* _About this task_
Make an exact copy of all the records, one that contains none of the pictures.

* _Material for this task_
===

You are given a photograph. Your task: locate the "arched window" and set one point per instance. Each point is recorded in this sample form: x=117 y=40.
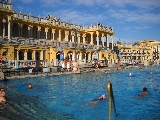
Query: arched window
x=21 y=55
x=29 y=56
x=37 y=56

===

* _Solution to the exercise_
You are given a photograph. Your task: locate the "arched window" and set one point per instance. Each point is recorded in this sample form: x=117 y=40.
Query: arched window
x=21 y=55
x=29 y=56
x=37 y=56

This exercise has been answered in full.